Show every line in the rows below that contains the word "driveway".

━━ Recorded data ━━

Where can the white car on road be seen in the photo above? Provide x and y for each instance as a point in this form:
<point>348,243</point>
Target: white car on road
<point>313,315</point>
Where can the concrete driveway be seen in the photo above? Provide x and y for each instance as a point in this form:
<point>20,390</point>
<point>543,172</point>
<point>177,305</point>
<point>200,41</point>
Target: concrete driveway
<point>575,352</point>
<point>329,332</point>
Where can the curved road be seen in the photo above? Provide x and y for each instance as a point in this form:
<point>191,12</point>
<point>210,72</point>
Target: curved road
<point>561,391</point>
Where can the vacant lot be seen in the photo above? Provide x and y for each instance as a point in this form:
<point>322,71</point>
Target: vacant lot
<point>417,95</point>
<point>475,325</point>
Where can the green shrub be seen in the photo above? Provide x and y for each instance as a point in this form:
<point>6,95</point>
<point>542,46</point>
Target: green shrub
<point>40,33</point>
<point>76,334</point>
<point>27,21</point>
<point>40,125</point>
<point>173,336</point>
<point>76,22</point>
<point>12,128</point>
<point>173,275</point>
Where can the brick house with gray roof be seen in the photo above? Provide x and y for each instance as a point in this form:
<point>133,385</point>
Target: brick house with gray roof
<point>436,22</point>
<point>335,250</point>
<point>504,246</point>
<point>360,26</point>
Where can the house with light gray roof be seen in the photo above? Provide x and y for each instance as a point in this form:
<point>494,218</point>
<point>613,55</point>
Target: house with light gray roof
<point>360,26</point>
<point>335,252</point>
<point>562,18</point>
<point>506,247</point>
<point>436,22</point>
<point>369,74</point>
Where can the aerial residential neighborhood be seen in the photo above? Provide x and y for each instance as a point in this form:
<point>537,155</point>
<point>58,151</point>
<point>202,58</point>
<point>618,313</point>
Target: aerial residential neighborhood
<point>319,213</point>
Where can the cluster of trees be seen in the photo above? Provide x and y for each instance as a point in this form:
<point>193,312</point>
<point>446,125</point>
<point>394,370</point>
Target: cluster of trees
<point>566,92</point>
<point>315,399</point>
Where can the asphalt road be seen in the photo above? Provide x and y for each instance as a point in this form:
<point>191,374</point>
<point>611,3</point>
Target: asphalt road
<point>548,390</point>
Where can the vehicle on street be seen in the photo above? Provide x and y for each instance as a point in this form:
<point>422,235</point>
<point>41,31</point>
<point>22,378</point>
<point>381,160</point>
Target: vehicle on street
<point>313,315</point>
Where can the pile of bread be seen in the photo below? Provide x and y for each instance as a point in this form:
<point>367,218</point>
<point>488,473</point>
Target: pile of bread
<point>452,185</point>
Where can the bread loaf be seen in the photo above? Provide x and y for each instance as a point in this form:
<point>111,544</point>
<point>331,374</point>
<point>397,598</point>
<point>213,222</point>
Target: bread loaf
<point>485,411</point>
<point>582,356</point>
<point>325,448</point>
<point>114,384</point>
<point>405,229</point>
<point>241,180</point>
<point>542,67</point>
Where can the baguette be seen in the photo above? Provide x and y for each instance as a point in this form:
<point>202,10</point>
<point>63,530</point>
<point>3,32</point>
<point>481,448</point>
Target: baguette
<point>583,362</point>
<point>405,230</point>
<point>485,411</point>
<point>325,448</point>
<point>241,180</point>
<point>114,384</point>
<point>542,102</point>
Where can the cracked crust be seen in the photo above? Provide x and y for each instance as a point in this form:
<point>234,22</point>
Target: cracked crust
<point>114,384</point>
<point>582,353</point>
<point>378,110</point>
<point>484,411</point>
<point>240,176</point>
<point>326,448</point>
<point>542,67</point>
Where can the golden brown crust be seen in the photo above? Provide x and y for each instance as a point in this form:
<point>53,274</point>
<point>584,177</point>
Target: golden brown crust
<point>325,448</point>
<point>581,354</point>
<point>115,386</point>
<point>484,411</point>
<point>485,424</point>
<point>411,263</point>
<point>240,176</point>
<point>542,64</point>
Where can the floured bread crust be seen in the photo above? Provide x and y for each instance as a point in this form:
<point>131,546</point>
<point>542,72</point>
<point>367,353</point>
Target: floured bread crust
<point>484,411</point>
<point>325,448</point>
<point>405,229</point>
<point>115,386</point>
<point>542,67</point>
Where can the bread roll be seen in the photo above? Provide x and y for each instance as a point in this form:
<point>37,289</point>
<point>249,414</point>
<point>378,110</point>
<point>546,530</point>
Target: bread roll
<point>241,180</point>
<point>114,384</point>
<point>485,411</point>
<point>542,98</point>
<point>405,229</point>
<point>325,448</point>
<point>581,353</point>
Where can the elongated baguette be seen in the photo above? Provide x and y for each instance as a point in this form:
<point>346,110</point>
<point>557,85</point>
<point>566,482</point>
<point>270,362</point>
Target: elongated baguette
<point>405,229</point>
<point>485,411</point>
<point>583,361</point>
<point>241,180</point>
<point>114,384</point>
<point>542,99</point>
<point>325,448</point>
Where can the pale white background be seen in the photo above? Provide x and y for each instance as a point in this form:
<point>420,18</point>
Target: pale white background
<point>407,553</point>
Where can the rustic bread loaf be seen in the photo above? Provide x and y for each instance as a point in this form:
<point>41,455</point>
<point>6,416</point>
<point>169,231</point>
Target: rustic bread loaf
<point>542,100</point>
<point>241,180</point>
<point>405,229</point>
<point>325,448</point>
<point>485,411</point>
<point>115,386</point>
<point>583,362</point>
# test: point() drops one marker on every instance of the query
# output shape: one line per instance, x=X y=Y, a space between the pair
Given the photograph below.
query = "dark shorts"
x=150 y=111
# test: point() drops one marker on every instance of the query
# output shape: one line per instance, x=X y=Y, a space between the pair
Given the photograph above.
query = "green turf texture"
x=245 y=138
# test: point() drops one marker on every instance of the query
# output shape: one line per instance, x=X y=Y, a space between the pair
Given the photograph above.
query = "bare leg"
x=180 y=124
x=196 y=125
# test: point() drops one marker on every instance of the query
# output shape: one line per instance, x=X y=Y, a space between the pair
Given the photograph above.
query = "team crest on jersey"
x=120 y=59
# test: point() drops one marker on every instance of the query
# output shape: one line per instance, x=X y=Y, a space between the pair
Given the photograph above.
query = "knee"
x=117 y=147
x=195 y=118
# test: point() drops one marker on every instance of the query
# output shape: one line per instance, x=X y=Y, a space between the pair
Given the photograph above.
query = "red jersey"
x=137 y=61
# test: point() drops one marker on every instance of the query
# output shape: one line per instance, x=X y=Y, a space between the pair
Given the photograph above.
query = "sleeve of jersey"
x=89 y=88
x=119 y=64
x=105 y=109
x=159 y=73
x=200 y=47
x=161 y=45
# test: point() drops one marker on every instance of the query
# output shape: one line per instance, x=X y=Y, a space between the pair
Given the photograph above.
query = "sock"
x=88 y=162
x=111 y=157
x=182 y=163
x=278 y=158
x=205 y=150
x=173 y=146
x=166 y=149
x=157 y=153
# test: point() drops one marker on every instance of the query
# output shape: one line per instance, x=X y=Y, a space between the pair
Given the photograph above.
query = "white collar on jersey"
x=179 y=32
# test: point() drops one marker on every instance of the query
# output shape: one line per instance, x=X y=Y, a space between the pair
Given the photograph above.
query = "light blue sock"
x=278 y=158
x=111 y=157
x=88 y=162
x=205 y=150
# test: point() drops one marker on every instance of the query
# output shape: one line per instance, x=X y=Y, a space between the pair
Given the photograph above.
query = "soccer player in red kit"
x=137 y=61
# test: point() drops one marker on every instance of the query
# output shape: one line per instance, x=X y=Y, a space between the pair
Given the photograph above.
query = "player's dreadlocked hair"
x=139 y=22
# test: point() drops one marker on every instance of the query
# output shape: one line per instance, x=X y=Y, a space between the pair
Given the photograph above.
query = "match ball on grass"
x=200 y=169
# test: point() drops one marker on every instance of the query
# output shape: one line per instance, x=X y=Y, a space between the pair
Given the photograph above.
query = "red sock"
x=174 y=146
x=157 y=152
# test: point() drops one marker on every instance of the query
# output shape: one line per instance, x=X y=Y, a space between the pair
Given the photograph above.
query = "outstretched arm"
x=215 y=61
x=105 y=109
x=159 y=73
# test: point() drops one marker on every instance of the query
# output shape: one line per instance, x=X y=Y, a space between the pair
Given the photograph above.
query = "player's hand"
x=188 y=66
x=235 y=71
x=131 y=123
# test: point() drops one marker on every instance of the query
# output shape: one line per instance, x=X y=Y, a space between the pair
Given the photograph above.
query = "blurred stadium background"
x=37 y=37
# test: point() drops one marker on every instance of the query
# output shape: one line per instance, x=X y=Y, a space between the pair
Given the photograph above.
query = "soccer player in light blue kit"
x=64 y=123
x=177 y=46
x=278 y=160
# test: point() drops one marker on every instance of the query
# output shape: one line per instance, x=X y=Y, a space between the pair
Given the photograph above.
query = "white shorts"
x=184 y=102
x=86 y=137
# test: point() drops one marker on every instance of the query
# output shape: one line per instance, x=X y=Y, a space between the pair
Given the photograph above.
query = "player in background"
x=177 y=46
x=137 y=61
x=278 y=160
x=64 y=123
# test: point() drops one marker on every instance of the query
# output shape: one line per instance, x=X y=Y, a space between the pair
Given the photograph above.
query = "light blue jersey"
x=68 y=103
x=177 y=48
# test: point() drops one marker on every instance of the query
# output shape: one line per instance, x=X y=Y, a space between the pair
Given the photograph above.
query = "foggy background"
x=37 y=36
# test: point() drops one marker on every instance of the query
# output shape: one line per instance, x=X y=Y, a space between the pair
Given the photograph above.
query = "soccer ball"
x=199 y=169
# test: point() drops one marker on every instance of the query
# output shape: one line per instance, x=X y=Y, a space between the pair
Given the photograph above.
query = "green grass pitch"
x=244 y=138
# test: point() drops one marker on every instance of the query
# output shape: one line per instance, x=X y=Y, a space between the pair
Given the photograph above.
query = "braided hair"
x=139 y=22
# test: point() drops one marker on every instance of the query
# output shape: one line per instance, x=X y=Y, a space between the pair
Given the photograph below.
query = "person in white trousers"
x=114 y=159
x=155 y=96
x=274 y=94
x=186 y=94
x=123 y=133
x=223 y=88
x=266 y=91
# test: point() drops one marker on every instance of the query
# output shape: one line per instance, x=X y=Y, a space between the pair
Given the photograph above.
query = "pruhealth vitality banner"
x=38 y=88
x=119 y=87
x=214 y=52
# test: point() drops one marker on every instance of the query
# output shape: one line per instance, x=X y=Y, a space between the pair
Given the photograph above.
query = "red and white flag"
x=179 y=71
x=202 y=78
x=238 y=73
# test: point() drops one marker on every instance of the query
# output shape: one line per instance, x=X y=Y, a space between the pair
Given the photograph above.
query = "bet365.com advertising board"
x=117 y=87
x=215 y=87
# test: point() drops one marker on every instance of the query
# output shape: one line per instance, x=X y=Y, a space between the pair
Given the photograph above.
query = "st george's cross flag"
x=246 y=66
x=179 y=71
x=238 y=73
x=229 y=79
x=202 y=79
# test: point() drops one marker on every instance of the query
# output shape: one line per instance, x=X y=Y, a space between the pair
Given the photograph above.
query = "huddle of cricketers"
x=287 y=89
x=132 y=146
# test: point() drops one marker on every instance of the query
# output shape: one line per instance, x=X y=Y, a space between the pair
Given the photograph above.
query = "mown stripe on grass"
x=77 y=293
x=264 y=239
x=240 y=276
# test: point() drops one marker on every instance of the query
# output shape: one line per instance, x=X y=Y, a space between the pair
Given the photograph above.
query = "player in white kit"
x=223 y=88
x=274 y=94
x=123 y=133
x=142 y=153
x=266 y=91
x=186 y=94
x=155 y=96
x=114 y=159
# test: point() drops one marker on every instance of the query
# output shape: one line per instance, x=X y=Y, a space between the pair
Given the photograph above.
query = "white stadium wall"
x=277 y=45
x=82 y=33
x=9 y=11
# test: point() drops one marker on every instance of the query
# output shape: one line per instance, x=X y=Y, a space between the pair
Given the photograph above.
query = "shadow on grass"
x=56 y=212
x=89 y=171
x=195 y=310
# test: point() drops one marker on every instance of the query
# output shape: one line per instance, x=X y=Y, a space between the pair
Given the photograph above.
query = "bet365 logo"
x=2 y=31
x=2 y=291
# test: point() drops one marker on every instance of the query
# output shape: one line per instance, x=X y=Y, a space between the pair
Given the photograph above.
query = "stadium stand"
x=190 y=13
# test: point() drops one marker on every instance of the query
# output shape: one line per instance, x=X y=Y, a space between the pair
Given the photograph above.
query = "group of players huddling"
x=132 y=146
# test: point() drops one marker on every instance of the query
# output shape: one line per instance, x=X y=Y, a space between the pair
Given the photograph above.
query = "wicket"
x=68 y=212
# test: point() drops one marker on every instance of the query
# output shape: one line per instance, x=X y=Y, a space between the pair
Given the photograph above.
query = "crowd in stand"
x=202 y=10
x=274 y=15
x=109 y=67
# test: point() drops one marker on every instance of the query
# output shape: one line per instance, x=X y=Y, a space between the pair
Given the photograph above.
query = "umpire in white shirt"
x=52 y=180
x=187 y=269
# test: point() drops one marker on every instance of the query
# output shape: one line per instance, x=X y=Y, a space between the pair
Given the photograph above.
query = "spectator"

━━━

= Answer to this exercise =
Where can the concrete driveway be seen in the photo above? Provide x and y for each instance as a point in this form:
Target: concrete driveway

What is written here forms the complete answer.